State how many lines of the records contain the string "horse". Give the number alone.

────────────────────

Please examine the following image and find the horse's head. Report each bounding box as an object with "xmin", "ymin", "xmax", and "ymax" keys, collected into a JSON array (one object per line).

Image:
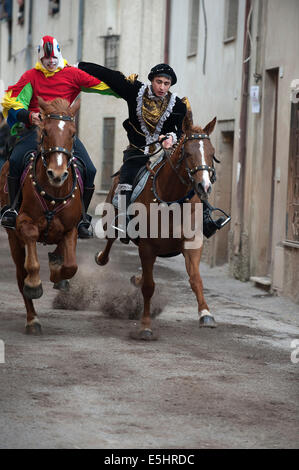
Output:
[
  {"xmin": 37, "ymin": 97, "xmax": 80, "ymax": 187},
  {"xmin": 182, "ymin": 108, "xmax": 217, "ymax": 200}
]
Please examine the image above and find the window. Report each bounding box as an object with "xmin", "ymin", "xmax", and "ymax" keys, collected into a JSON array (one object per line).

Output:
[
  {"xmin": 49, "ymin": 0, "xmax": 60, "ymax": 16},
  {"xmin": 286, "ymin": 102, "xmax": 299, "ymax": 243},
  {"xmin": 224, "ymin": 0, "xmax": 239, "ymax": 42},
  {"xmin": 101, "ymin": 118, "xmax": 115, "ymax": 191},
  {"xmin": 0, "ymin": 0, "xmax": 13, "ymax": 59},
  {"xmin": 0, "ymin": 0, "xmax": 11, "ymax": 20},
  {"xmin": 101, "ymin": 28, "xmax": 120, "ymax": 70},
  {"xmin": 17, "ymin": 0, "xmax": 24, "ymax": 25},
  {"xmin": 187, "ymin": 0, "xmax": 200, "ymax": 57}
]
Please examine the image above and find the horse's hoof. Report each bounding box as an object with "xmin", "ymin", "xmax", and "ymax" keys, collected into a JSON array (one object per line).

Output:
[
  {"xmin": 130, "ymin": 328, "xmax": 157, "ymax": 341},
  {"xmin": 95, "ymin": 251, "xmax": 109, "ymax": 266},
  {"xmin": 23, "ymin": 283, "xmax": 43, "ymax": 300},
  {"xmin": 53, "ymin": 280, "xmax": 70, "ymax": 292},
  {"xmin": 25, "ymin": 322, "xmax": 42, "ymax": 335},
  {"xmin": 130, "ymin": 275, "xmax": 143, "ymax": 288},
  {"xmin": 199, "ymin": 315, "xmax": 217, "ymax": 328}
]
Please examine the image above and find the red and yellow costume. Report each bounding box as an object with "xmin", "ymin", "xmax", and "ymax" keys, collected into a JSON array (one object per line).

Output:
[{"xmin": 2, "ymin": 59, "xmax": 118, "ymax": 134}]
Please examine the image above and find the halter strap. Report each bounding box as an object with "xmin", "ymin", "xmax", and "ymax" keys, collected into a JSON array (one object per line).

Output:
[
  {"xmin": 44, "ymin": 113, "xmax": 75, "ymax": 122},
  {"xmin": 183, "ymin": 133, "xmax": 210, "ymax": 142}
]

────────────────────

- **Reply**
2